■ Activity A:
Answer these from the Talitha Cumi review:
(i) What happens to Mulder's mother, according to the account at the top?
(ii) Which two earlier finales does the review say advanced the mytharc?
(iii) To whom does Mulder find he owes his mother's life?
■ Activity B:
In the Talitha Cumi review, rewrite everything from "ACTUAL DOCUMENTED ACCOUNT: Mulder's" down to "to heal her.", swapping "stroke" for "heart attack".
■ Activity C:
Extend the Talitha Cumi review beyond its last sentence.

■ Provided passage:
━━━━━━━━━━━━━━━━━━━━

The X-Files #73: Talitha Cumi

"I want the Smoking Man smoked out!"
ACTUAL DOCUMENTED ACCOUNT: Mulder's mom has a stroke, and she knew the Cigarette Smoking Man, and one of these shape-shifting aliens could be able to heal her.

REVIEW: While I'm not sure the episode should be called "Arise, Maiden" - unless it's telegraphing the healing of Mulder's mom, the victim of a convenient (for some) stroke? - it must nevertheless be said that this season finale feels much more personal than the others. Where The Erlenmeyer Flask and Anasazi advanced the mytharc and revealed things about the human-alien hybrid plot, the revelations here really have more to do with Mulder's family, and its connection to the Cigarette Smoking Man. Obviously, we already knew Bill Mulder had worked with Codename: Cancerman, but here it's suggested Teena Mulder might have had an affair with the latter, one she's defiantly "repressed". Oh man, you want to get a blood test, Mulder? Not that Mulder learns this exactly, but there's a sense that with his mother at death's door, learning that she was connected to the Conspiracy somehow doubles his grief. He might lose his mother and the IDEA of his mother. His world is falling apart, unable to act against the Cancerman who holds his sister's fate over his head, and finding he owes his mother's life to the treacherous Mr. X. He can be forgiven for breaking down, and perhaps even for drawing even more outrageous connections than usual.

━━━━━━━━━━━━━━━━━━━━

■ Material supplied:
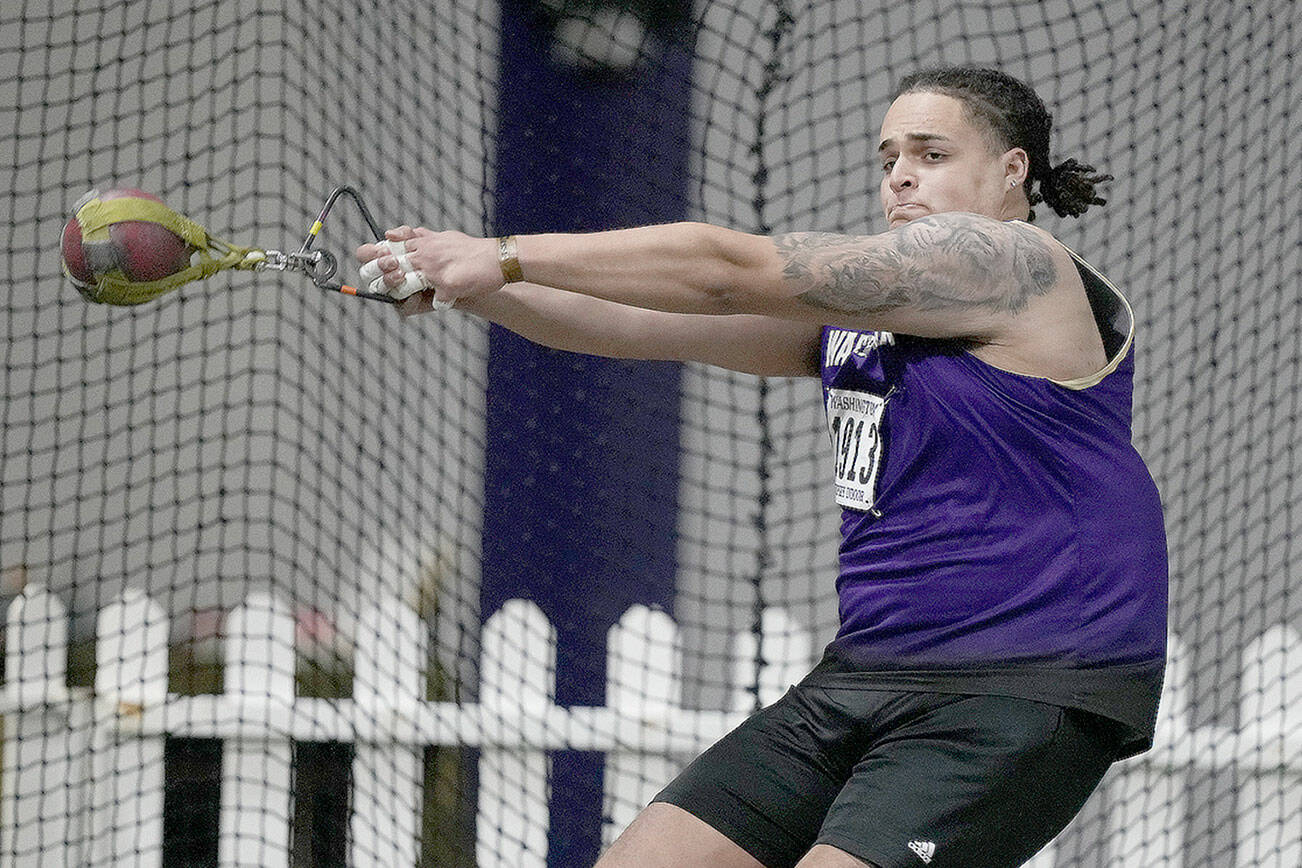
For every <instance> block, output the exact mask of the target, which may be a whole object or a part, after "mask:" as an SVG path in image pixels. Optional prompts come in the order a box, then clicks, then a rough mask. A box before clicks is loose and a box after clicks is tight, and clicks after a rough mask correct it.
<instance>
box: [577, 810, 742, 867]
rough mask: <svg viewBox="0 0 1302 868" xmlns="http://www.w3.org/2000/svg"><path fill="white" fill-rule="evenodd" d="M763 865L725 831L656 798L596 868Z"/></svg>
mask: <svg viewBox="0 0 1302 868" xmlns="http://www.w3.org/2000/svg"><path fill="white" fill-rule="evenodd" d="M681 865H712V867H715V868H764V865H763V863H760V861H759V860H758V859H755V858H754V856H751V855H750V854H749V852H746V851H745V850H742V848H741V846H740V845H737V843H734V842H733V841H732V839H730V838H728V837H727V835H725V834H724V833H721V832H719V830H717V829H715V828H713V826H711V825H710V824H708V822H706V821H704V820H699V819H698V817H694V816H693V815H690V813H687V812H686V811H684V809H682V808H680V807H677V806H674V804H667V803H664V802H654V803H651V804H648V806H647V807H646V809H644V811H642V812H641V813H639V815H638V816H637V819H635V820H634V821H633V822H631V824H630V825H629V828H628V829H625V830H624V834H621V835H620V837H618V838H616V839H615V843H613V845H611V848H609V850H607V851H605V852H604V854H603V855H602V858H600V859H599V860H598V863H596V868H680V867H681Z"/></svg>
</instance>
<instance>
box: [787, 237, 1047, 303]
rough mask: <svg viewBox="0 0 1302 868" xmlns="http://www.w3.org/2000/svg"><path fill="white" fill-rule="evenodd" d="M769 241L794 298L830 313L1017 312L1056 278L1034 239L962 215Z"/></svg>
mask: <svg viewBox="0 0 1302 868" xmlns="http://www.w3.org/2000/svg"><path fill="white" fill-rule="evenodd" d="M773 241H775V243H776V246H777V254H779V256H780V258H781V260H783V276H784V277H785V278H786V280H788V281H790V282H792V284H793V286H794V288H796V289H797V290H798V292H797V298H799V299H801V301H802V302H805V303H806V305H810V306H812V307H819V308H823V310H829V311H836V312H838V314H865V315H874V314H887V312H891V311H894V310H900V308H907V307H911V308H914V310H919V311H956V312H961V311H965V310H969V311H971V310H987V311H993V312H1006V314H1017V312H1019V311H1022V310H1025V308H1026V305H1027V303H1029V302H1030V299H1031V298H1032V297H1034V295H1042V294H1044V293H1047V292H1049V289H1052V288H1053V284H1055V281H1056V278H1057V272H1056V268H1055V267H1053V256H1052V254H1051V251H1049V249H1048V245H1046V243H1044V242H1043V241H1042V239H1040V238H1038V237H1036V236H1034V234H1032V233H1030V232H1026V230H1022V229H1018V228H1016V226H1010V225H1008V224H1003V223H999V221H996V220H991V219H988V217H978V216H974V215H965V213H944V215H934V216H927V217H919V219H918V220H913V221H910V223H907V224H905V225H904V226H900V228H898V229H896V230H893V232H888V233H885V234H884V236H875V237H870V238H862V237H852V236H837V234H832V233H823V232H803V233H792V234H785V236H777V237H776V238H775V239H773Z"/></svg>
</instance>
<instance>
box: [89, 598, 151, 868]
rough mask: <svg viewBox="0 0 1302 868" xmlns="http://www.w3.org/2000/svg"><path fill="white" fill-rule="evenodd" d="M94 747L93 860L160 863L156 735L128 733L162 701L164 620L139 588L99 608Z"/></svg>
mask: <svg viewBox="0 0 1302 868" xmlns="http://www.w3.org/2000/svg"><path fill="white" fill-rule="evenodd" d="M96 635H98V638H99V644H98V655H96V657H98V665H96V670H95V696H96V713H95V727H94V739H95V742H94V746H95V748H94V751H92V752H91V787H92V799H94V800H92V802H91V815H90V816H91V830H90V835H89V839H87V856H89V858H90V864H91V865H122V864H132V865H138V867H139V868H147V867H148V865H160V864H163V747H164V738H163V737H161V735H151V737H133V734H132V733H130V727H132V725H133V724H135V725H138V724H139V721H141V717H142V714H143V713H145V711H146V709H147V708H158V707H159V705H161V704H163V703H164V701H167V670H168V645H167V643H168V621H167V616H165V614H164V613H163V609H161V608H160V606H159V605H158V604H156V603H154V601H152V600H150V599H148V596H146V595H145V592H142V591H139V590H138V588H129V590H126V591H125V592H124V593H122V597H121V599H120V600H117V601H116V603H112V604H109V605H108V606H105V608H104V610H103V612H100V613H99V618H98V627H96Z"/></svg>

━━━━━━━━━━━━━━━━━━━━

■ Written answer A:
(i) She has a stroke.
(ii) The Erlenmeyer Flask and Anasazi.
(iii) Mr. X.

■ Written answer B:
ACTUAL DOCUMENTED ACCOUNT: Mulder's mom has a heart attack, and she knew the Cigarette Smoking Man, and one of these shape-shifting aliens could be able to heal her.

■ Written answer C:
Part of that is the giddy structure of the plot though. Talitha Cumi starts with a couple of red herrings, first a man who goes postal and says "they" are making him do this (a victim of the government's mind control?), then a a spiritual healer intervenes and saves all the shooting victims' lives before disappearing (so this is an episode about the war between Heaven and Hell?), and THEN turns out the healer was one of those shape-shifting aliens, just like the Bounty Hunter... Well, it's all got to be connected somehow because it's featured in the same episode, right? And Teena's scrambled clues do lead Mulder to getting his hands on a wholly unimpressive alien-killing ice pick hidden in a lamp. Mulder seems desperate, but it pays off because the script needs it to. The very fact that these aliens have healing abilities now comes out of left field and only seems to exist so that Mulder will want to track them down to save his mom.

With all the shape-shifting involved, the alien story line can be a little confusing, especially since the aliens can obviously only draw from certain templates. "Jeremiah Smith" is one such template, apparently, one even the Bounty Hunter himself draws from, which makes for several iterations of the man, all so named. For the healer who is apparently betraying the "greater purpose" (see The Truth), it makes sense. Jeremiah was a prophet who was imprisoned for telling God's inconvenient message that shed light on Jerusalem's wicked ways. By threatening to blow the whistle on the Conspiracy, and by going against its tenets by manifesting "miracles" and drawing attention to himself, this Jeremiah invokes the Biblical character. But why are ALL the Jeremiahs CALLED that? Are they ALL whistle-blowers (except the Bounty Hunter who's slumming in the role)? The alien "clones" that were previously featured weren't shape-shifters but used a similar "template" idea, but they didn't all go by the same name! A bit bizarre all that. If the Jeremiah in the cliffhanger - who isn't the Jeremiah having philosophical discussions with Cancerman - gets to tell his "complicated" story, we might get some answers, but I'm not counting on it. Speaking of Cancerman though, this is a BIG episode for him. In addition to his cold confrontation with Mulder and his scene with Teena, he scores several with the alien and learns that maybe he's well named (not that "these men" have any names, according to Skinner) - Jeremiah tells him he has lung cancer! A natural development we could all have seen coming, or just a captive who'll say anything to create a bargaining chip? Will the Cigarette Smoking Man become the Nicotine Patch Man, or will he never see the Big Plan come to fruition?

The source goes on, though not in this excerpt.